— start DOCUMENT SEGMENT —

It may surprise you to know all the unusual things that potential storage facility renters attempt to load into their unit. Or it won’t surprise you. What do I know? Regardless, just because you turn out the light, close the door, and place a lock on it doesn’t mean that you can do whatever you want in it. There are still rules in place to protect you, the owner, and the other renters.
Let’s review some of the questions (and people’s mental states) that come up from time to time about what you absolutely cannot store in a self storage unit:
Can I store food in my storage unit?
A storage unit can be used to store NON-perishables only. This means it is appropriate to use your unit to put away sealed, canned goods “just in case” of the zombie apocalypse; however, a storage unit is not an appropriate place to keep a Big Mac and a few bananas “just in case” you want a midnight snack.
Can I live in my storage unit?

— end DOCUMENT SEGMENT —
— start AVAILABLE DATA —

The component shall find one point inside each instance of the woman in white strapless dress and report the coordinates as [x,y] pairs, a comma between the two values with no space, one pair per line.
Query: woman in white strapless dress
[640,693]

— end AVAILABLE DATA —

### WORK INSTRUCTIONS
According to the storage unit text, what kind of food may be kept in a unit?

### CORRECT ANSWER
Only non-perishables, such as sealed, canned goods.